In the listing below, change every "drill" to "exercise" and leave all other text as it is.

/---

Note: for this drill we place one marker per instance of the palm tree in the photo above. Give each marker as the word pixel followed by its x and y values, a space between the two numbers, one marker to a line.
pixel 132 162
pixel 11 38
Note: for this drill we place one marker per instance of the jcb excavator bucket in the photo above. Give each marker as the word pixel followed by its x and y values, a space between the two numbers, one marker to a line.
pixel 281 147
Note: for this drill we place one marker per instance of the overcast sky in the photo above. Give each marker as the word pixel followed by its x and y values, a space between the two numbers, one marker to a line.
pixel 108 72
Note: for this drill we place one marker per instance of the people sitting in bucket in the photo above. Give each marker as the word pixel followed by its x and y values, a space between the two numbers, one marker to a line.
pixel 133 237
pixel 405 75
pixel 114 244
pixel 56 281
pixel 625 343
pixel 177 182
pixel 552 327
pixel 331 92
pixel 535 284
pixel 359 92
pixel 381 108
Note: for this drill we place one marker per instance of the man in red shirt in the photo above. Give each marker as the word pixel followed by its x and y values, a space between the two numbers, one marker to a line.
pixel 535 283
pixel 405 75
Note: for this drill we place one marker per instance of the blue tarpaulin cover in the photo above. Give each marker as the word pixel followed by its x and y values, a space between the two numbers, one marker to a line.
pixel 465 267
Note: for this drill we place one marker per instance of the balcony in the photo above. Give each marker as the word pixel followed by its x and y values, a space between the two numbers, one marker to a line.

\---

## Written answer
Note: for this exercise we place one marker per instance of the palm tree in the photo above. Give each marker as the word pixel followed by its x and y values, a space between the two numbers, one marker to a line.
pixel 132 162
pixel 11 38
Note: for this exercise we place one marker per instance of the jcb excavator bucket in the photo above. Give each marker as the word pixel followed by its x and y values, a space between the two numbers, one marker to a line.
pixel 281 147
Note: for this exercise we place one marker per instance of the overcast sky in the photo above. Give each marker as the word pixel followed by its x and y values, a space between the two numbers, one marker to a line.
pixel 108 72
Note: for this exercise we place one marker per instance of the people sitting in bucket in the photo above. Give each marker as the word pixel followed by its x and y values, a space between the two numbers, one marker to a line.
pixel 133 237
pixel 405 75
pixel 114 244
pixel 56 281
pixel 625 343
pixel 177 182
pixel 552 327
pixel 331 92
pixel 535 284
pixel 359 92
pixel 381 108
Note: for this exercise we place one marker per instance of the man in red shirt in the photo above. Give each marker as the word pixel followed by its x and y values, a space between the two numbers, one marker to a line.
pixel 535 283
pixel 405 75
Note: for this exercise we place one marker per instance of the blue tarpaulin cover in the photo above. Give each marker as the word pixel followed by its x and y values, a space between the two numbers, one marker to a line.
pixel 465 267
Note: for this exercise we place one marker per instance of the balcony in the photo above. Give each marker as the word pixel followed by its x and y values, a space between the two numbers, one marker to a line.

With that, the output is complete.